Listing:

══════════════════════════════

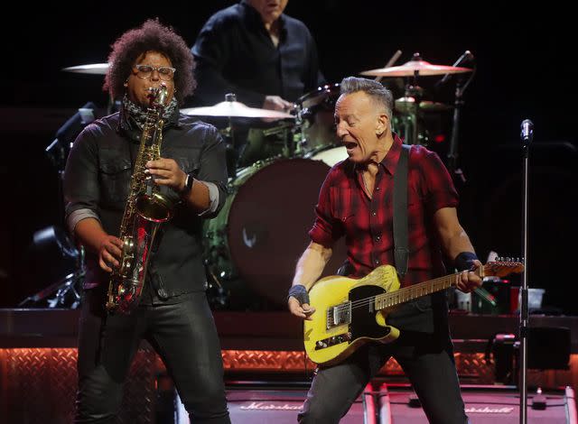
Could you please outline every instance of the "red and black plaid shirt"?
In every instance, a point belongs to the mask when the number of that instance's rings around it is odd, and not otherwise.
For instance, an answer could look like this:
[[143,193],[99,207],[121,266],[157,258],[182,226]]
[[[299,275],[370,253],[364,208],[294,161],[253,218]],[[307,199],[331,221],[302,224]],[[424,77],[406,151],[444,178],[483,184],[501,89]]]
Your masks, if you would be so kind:
[[[401,145],[401,139],[395,135],[393,145],[379,163],[373,198],[362,189],[361,170],[349,160],[335,165],[322,187],[315,208],[317,218],[309,235],[328,247],[344,235],[348,259],[355,269],[352,277],[367,275],[382,264],[394,264],[393,179]],[[444,273],[434,214],[442,207],[458,205],[450,174],[437,154],[414,145],[408,167],[410,255],[402,286]]]

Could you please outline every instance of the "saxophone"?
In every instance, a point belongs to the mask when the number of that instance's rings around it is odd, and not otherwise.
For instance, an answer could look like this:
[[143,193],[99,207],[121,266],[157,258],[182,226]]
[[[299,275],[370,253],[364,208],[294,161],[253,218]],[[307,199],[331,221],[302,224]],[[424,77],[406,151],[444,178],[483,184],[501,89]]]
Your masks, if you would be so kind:
[[120,266],[113,269],[108,283],[107,309],[110,312],[128,314],[138,305],[154,236],[161,224],[172,216],[172,202],[159,192],[159,187],[145,172],[146,162],[161,157],[167,88],[162,84],[149,91],[150,106],[118,235],[123,244]]

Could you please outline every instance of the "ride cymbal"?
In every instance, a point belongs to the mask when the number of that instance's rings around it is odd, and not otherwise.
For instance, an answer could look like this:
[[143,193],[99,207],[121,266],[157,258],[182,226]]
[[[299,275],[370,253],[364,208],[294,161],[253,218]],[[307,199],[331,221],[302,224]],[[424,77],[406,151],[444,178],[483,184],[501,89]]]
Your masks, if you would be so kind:
[[108,63],[92,63],[89,65],[70,66],[62,68],[67,72],[76,72],[78,74],[107,75]]
[[430,75],[457,74],[461,72],[471,72],[469,68],[460,68],[455,66],[434,65],[427,62],[415,53],[411,60],[400,66],[389,68],[379,68],[377,69],[364,70],[361,75],[370,77],[413,77],[421,75],[423,77]]
[[237,101],[231,102],[228,100],[218,103],[217,105],[211,106],[188,107],[185,109],[181,109],[181,112],[185,115],[191,115],[194,116],[223,116],[269,119],[294,118],[293,115],[286,112],[249,107],[243,103]]

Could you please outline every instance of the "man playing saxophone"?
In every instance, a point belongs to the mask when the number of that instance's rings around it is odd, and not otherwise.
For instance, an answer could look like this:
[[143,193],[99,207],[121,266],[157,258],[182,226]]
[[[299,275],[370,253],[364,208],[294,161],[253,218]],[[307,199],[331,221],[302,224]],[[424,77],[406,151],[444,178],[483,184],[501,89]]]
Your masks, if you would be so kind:
[[[194,422],[228,423],[200,246],[202,219],[217,215],[226,198],[225,145],[213,126],[179,113],[196,83],[193,58],[172,29],[150,20],[125,32],[108,63],[105,88],[122,98],[121,110],[79,135],[64,177],[67,224],[87,250],[76,422],[114,421],[144,338],[165,363]],[[143,161],[139,146],[152,93],[159,90],[166,95],[157,114],[160,156]],[[139,161],[143,167],[135,166]],[[111,272],[126,255],[119,228],[139,179],[152,182],[171,205],[170,219],[144,249],[148,266],[135,308],[121,311],[107,292]]]

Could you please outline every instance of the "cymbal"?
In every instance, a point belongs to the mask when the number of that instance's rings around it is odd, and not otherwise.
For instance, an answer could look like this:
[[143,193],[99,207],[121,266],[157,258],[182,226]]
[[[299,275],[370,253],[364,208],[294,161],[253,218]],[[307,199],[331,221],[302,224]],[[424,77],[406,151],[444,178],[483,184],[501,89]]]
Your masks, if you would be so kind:
[[62,68],[62,70],[76,72],[79,74],[107,75],[107,72],[108,71],[108,63],[92,63],[90,65],[70,66],[68,68]]
[[469,68],[433,65],[430,62],[423,60],[419,56],[414,55],[414,59],[403,65],[364,70],[361,72],[361,75],[368,75],[370,77],[412,77],[414,75],[430,76],[458,74],[461,72],[471,72],[471,70],[472,69]]
[[[410,114],[414,112],[415,98],[406,97],[396,99],[396,110],[402,114]],[[419,102],[419,110],[424,112],[442,112],[449,110],[452,106],[444,103],[432,102],[430,100],[423,100]]]
[[270,119],[294,118],[293,115],[287,114],[286,112],[249,107],[240,102],[230,102],[228,100],[218,103],[217,105],[211,106],[188,107],[185,109],[181,109],[181,112],[185,115],[192,115],[194,116],[224,116]]

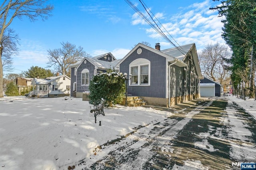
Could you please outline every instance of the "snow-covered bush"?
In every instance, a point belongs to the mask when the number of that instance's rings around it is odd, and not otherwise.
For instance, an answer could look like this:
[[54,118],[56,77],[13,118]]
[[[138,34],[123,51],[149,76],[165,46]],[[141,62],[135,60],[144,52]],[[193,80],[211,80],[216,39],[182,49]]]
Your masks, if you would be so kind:
[[112,69],[96,74],[89,86],[90,103],[95,103],[102,98],[106,100],[106,106],[121,102],[125,92],[125,80],[122,73]]

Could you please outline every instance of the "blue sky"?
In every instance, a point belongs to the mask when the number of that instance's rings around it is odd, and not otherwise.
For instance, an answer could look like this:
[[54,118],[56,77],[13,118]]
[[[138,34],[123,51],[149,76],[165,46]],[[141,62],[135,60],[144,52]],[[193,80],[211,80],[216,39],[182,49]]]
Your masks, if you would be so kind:
[[[146,15],[138,0],[130,1]],[[221,36],[221,18],[217,17],[216,12],[209,10],[218,2],[144,2],[179,45],[195,43],[199,52],[207,44],[225,43]],[[161,49],[173,47],[124,0],[49,0],[48,2],[54,9],[48,20],[31,22],[26,18],[21,20],[16,18],[10,25],[20,39],[19,54],[14,57],[15,69],[12,73],[27,71],[32,66],[46,68],[47,50],[61,47],[62,42],[80,46],[93,56],[111,52],[117,59],[124,57],[142,41],[149,42],[153,47],[160,43]]]

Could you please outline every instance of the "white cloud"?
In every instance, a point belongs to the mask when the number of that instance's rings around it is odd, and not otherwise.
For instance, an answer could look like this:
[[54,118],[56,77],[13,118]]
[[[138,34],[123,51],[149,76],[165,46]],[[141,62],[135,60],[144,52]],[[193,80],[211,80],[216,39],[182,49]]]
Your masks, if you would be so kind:
[[[173,14],[167,22],[163,20],[160,22],[180,45],[195,43],[197,47],[202,48],[210,42],[224,43],[224,41],[221,38],[223,26],[221,18],[218,17],[217,12],[209,10],[211,6],[214,6],[214,5],[212,5],[210,0],[206,0],[200,3],[194,3],[188,7],[182,8],[179,13]],[[161,16],[165,15],[166,14],[162,13]],[[166,18],[167,17],[165,17]],[[158,19],[160,20],[159,18]],[[137,24],[144,25],[146,24],[141,20],[139,22],[134,20],[134,22]],[[165,32],[164,29],[161,29]],[[162,36],[151,28],[146,28],[146,32],[150,37],[158,40],[163,40]],[[168,34],[166,35],[171,41],[174,42]],[[166,43],[161,45],[164,46]]]
[[95,57],[106,53],[111,52],[116,59],[120,59],[123,58],[130,51],[130,49],[126,49],[124,48],[116,48],[111,51],[108,51],[106,49],[97,49],[93,51],[91,55],[93,57]]

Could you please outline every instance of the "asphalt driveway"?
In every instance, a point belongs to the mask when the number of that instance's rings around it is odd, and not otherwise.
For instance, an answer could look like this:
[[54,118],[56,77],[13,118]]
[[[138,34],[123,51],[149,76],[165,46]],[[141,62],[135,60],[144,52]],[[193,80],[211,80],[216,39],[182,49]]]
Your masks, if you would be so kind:
[[164,121],[102,145],[76,169],[240,169],[255,162],[256,121],[236,103],[213,98],[173,109]]

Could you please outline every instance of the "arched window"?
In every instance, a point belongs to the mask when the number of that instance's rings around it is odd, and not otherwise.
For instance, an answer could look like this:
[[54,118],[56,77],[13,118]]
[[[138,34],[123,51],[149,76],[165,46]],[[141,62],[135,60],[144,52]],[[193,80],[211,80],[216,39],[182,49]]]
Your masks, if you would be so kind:
[[130,73],[132,76],[130,85],[150,85],[150,61],[144,58],[138,58],[130,64]]
[[85,69],[82,71],[82,80],[81,84],[82,85],[89,85],[89,70]]

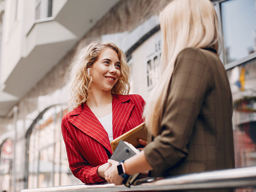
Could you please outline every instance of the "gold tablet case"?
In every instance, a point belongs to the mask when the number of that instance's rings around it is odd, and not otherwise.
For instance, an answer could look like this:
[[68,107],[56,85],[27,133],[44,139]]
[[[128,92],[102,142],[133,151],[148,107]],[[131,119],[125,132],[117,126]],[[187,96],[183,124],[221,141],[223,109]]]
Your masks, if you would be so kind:
[[148,138],[148,130],[145,127],[145,122],[142,123],[111,141],[112,152],[114,152],[119,141],[121,140],[131,143],[135,147],[140,145],[138,141],[139,139],[146,141]]

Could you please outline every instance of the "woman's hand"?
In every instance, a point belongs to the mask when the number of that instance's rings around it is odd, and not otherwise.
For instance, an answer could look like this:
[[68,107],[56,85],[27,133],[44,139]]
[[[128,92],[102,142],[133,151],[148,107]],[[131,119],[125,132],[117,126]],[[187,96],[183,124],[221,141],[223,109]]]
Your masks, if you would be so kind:
[[[140,145],[143,145],[144,146],[144,147],[145,146],[148,144],[148,141],[145,141],[145,140],[144,140],[143,139],[140,139],[138,141],[139,141],[139,142],[140,143]],[[138,148],[138,149],[141,151],[143,150],[143,148]]]
[[98,167],[98,169],[97,170],[97,174],[102,179],[105,178],[105,174],[104,173],[105,171],[108,167],[109,165],[109,164],[108,163],[106,163]]
[[124,178],[118,174],[117,167],[118,162],[112,159],[108,159],[108,162],[109,166],[105,172],[105,179],[109,183],[113,183],[116,185],[121,185]]
[[140,143],[140,145],[144,145],[144,146],[146,146],[148,145],[148,141],[144,140],[143,139],[140,139],[139,140],[139,142]]

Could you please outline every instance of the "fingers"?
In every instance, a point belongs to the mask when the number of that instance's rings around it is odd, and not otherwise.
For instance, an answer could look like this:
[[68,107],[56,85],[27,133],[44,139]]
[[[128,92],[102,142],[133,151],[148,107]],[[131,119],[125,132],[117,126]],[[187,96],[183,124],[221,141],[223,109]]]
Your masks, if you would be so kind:
[[108,170],[108,168],[110,167],[110,166],[111,166],[111,165],[109,163],[108,164],[108,166],[106,168],[105,168],[105,169],[104,170],[104,171],[106,172],[106,171],[107,171]]
[[139,142],[140,143],[140,145],[142,145],[144,146],[146,146],[148,144],[148,141],[141,139],[139,139]]
[[[108,163],[111,166],[112,165],[112,164],[114,163],[116,161],[114,161],[114,160],[112,160],[112,159],[108,159]],[[109,165],[108,165],[109,166]]]

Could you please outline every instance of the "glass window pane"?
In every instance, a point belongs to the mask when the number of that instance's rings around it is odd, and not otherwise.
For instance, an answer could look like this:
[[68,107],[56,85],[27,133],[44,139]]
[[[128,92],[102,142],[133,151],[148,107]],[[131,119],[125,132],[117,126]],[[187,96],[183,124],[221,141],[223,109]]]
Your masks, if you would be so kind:
[[12,190],[11,175],[13,152],[12,141],[8,139],[1,145],[0,156],[0,186],[2,191]]
[[237,167],[256,165],[256,59],[228,70]]
[[229,0],[220,4],[226,63],[255,51],[255,0]]

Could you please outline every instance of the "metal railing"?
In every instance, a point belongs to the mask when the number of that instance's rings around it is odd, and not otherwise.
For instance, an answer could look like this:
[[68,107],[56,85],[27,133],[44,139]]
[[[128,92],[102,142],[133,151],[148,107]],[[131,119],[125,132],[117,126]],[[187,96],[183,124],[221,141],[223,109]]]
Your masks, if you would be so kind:
[[256,187],[256,166],[192,173],[164,178],[142,179],[130,188],[114,184],[82,184],[21,190],[21,192],[164,191]]

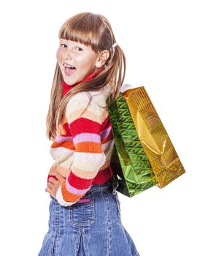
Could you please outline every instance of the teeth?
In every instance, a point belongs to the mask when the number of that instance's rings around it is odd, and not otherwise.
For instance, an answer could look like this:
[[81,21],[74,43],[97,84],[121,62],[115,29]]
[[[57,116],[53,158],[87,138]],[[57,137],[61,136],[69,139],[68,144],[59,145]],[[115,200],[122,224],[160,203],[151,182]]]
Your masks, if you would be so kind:
[[63,64],[63,66],[67,67],[74,68],[74,67],[70,66],[70,65],[67,65],[67,64]]

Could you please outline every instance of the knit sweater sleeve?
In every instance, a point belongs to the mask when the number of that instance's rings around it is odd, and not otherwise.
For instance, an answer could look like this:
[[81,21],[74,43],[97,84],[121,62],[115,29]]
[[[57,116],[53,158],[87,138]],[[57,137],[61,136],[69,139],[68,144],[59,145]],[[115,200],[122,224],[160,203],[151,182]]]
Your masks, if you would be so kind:
[[66,110],[75,151],[69,175],[56,194],[57,200],[64,206],[75,203],[86,194],[106,160],[100,135],[106,110],[95,101],[88,105],[89,99],[80,95],[70,99]]

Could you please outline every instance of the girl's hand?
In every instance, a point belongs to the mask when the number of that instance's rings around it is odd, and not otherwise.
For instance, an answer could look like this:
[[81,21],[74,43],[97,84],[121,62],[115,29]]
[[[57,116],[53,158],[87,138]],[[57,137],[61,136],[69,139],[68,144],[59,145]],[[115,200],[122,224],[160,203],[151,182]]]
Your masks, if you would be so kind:
[[53,173],[53,176],[58,178],[58,181],[50,177],[49,182],[47,183],[47,187],[45,189],[47,192],[49,192],[54,198],[56,198],[56,193],[61,185],[65,182],[65,178],[63,178],[59,173],[55,172]]

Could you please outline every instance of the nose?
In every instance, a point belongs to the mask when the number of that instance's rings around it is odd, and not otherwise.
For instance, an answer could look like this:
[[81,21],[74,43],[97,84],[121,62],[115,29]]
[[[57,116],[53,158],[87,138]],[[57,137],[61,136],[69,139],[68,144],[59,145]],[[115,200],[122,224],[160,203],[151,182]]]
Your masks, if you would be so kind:
[[72,58],[72,49],[69,48],[65,48],[63,53],[63,59],[71,59]]

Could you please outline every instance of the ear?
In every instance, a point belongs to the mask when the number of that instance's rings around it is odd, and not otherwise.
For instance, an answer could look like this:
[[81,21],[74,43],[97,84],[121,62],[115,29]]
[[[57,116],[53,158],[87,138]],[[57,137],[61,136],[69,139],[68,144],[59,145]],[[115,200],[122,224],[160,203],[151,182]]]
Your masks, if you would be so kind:
[[101,53],[98,54],[98,57],[97,58],[95,66],[96,67],[103,67],[105,64],[109,57],[109,50],[103,50]]

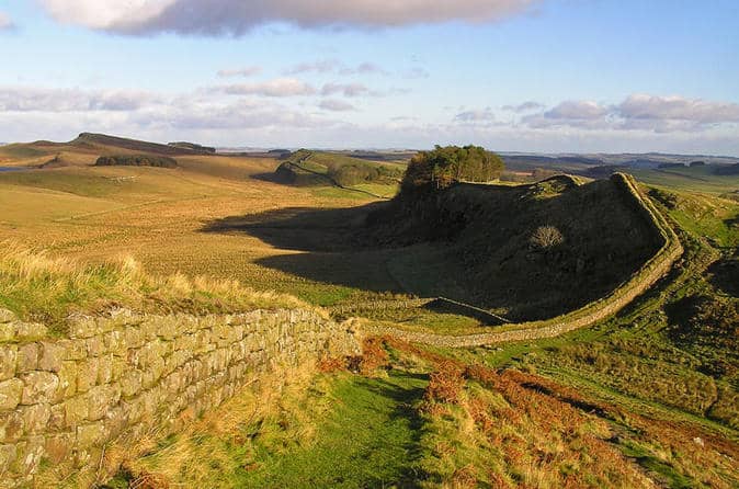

══════════════════════════════

Do this: Locate every line in the data above that contains the string "cymbal" and copy each one. Matching is case-sensitive.

Answer:
Could you please outline every instance of the "ride cymbal"?
Could you please outline every instance of the "cymbal"?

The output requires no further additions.